TO BE DONE>
Arrange the rows below as a numbered list, starting from the line with "like x=13, y=161." up to and including the last row, and leave out any blank lines.

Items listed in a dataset
%%
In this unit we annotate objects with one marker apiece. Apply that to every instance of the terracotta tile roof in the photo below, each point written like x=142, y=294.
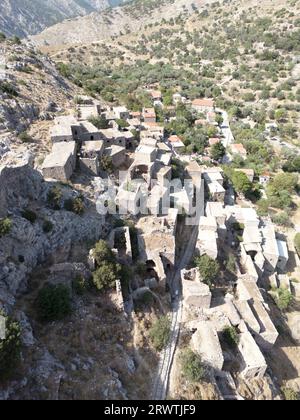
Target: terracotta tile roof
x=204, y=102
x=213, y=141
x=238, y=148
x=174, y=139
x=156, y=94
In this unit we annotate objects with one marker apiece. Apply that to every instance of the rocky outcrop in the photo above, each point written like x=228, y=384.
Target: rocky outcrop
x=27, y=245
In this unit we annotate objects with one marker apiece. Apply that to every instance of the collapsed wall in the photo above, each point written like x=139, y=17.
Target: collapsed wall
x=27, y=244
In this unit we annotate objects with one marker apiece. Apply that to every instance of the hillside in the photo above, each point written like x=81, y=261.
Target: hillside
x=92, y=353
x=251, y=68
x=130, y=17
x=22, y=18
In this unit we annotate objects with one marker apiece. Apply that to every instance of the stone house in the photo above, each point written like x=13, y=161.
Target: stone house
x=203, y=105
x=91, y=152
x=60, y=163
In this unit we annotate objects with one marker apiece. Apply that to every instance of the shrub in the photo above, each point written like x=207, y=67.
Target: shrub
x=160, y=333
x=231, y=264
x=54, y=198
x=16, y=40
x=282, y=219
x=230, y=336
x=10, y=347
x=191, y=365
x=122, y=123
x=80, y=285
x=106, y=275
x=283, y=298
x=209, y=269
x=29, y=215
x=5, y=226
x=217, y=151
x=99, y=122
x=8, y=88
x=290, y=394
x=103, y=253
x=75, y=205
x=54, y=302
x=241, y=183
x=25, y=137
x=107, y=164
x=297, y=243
%%
FINISHED TASK>
1. In this unit we annotate objects with one marker apiece. Apply that to every instance of the stone house in the photo above, each point written like x=13, y=161.
2. Target: stone house
3. x=203, y=105
4. x=91, y=152
5. x=60, y=163
6. In this unit we annotate objects with one marker apiece. Apply that to every instance of the shrub in the photo above, each point written like x=207, y=67.
7. Target: shrub
8. x=160, y=333
9. x=231, y=264
10. x=54, y=198
11. x=16, y=40
12. x=282, y=219
13. x=230, y=336
14. x=10, y=347
15. x=191, y=365
16. x=122, y=123
17. x=80, y=285
18. x=106, y=275
19. x=283, y=298
20. x=209, y=269
21. x=29, y=215
22. x=5, y=226
23. x=217, y=151
24. x=99, y=122
25. x=8, y=88
26. x=290, y=394
27. x=103, y=253
28. x=75, y=205
29. x=54, y=302
30. x=241, y=183
31. x=25, y=137
32. x=107, y=164
33. x=297, y=243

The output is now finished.